Morte de candidato revolucionou uma das eleições mais disputadas dos últimos anos Dilma inicia mandato com um PT que já não confia nela em cenário econômico adverso

Antonio Jiménez Barca
Fernando Bizerra Jr. (EFE)

As últimas eleições brasileiras foram as mais disputadas da recente história democrática do gigante latino-americano. Foi esse o resultado final, divulgado na noite de cinco de outubro: Dilma Rousseff, do Partido dos Trabalhadores (PT) ganhou de 51,6% contra 48,3% de seu oponente, o mais liberal Aécio Neves, do Partido da Social Democracia Brasileira (PSDB). Mas não só. A campanha também se caracterizou por uma enlouquecida competição na montanha russa das pesquisas, nas quais os candidatos subiam e despencavam a uma velocidade vertiginosa.

LISTA DE ITENS:

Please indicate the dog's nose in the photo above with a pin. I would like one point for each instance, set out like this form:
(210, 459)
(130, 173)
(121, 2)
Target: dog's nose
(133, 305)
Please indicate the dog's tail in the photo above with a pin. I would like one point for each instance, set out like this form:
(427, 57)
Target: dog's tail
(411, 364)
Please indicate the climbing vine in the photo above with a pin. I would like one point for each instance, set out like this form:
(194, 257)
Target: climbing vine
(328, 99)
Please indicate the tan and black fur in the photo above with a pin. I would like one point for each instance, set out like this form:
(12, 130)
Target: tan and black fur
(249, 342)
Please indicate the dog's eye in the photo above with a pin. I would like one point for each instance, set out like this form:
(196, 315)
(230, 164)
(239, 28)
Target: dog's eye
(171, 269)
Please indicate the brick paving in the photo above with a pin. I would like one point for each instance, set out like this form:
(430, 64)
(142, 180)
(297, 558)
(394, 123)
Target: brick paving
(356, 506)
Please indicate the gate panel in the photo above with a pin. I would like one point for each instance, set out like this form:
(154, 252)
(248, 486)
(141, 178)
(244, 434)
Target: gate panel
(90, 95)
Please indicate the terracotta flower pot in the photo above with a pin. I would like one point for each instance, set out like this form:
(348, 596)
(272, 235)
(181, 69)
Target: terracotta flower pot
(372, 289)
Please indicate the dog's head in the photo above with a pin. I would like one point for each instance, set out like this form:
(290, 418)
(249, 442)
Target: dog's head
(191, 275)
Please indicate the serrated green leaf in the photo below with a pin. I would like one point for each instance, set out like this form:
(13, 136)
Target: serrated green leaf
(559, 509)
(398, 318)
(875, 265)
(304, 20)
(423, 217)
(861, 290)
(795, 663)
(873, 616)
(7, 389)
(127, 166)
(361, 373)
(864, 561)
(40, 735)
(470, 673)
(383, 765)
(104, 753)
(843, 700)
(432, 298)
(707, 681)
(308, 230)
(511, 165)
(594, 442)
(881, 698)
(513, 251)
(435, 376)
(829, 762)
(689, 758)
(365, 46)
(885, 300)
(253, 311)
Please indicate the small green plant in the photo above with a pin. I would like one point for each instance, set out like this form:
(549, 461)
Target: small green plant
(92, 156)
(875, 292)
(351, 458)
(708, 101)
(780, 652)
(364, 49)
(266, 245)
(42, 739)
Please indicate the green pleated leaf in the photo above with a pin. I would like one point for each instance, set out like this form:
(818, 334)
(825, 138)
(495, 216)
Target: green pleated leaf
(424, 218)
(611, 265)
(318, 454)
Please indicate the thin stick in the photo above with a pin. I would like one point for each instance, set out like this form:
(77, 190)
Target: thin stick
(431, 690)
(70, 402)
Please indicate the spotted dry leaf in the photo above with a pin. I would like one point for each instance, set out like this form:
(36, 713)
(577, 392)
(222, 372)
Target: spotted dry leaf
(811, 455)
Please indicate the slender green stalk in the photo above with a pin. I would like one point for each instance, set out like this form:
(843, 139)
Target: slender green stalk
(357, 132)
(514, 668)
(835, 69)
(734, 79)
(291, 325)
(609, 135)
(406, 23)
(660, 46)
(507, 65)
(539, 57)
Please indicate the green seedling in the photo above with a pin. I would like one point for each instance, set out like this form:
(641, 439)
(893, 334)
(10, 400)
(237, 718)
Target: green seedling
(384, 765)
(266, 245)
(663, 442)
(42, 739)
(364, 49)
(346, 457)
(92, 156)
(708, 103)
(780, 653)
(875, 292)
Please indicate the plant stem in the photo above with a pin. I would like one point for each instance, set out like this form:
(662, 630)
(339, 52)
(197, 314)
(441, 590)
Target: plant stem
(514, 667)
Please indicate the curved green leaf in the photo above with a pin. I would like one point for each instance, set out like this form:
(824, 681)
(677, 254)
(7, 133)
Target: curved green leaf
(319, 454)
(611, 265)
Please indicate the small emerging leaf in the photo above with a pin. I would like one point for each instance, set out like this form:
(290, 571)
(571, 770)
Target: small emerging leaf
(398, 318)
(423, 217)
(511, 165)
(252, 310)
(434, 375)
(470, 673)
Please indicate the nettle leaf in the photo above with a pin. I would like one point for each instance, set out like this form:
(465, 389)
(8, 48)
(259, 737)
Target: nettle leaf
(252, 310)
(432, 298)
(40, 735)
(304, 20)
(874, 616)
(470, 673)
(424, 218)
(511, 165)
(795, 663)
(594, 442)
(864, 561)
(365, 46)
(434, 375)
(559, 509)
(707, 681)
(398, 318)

TAREFAS E EXERCÍCIOS:
1 – Segundo o texto sobre as eleições brasileiras, a que partido pertencia Aécio Neves?
2 – Devolva, sem alterações, o trecho do texto sobre as eleições brasileiras que vai de "As últimas eleições" até "uma velocidade vertiginosa.".
Os itens provêm de outra fonte.

SOLUÇÕES COMPLETAS:
1 – Ao Partido da Social Democracia Brasileira (PSDB).

2 –
As últimas eleições brasileiras foram as mais disputadas da recente história democrática do gigante latino-americano. Foi esse o resultado final, divulgado na noite de cinco de outubro: Dilma Rousseff, do Partido dos Trabalhadores (PT) ganhou de 51,6% contra 48,3% de seu oponente, o mais liberal Aécio Neves, do Partido da Social Democracia Brasileira (PSDB). Mas não só. A campanha também se caracterizou por uma enlouquecida competição na montanha russa das pesquisas, nas quais os candidatos subiam e despencavam a uma velocidade vertiginosa.